- Requirement:
Copy each line of the entries below that contains the string "brake".

Collected data entries:
-------------------------

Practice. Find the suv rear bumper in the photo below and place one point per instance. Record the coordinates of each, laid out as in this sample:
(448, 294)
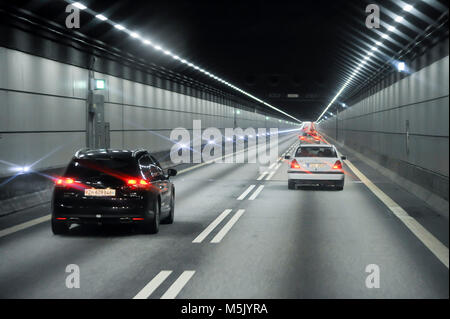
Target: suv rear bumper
(298, 176)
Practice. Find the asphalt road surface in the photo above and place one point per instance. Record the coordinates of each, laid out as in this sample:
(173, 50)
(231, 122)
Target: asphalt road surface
(234, 240)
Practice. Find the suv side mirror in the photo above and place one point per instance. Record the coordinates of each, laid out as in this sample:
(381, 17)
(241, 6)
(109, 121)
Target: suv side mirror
(171, 172)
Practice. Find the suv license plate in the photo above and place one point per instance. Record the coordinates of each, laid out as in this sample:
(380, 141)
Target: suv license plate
(99, 192)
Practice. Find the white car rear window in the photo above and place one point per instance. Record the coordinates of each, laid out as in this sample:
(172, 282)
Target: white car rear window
(316, 151)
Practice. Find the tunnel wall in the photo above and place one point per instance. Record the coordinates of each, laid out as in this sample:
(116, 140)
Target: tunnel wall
(43, 115)
(377, 126)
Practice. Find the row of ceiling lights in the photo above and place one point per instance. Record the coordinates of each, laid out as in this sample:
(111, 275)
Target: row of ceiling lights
(157, 47)
(384, 36)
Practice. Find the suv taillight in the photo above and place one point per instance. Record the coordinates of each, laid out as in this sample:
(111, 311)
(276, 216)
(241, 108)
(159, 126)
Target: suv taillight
(138, 183)
(64, 181)
(294, 164)
(337, 165)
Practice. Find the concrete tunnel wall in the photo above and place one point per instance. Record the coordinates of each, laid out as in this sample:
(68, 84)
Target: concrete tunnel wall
(43, 114)
(377, 126)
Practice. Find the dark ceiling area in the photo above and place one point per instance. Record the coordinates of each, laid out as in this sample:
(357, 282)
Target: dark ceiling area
(292, 54)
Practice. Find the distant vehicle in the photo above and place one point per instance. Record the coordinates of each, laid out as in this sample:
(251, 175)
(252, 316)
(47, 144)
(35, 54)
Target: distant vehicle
(314, 165)
(306, 138)
(104, 186)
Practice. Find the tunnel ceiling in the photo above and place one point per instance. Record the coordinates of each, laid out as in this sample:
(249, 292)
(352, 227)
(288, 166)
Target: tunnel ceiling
(293, 54)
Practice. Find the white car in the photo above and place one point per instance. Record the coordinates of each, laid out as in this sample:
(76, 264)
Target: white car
(316, 165)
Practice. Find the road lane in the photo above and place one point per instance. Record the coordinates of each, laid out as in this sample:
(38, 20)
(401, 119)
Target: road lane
(288, 244)
(114, 262)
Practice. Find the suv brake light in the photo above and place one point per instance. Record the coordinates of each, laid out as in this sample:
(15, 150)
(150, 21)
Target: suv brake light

-------------------------

- Output:
Practice. Find the suv brake light in the photo above and place one point per instance. Record the coordinates of each, laid out as in this sample:
Target: suv brake light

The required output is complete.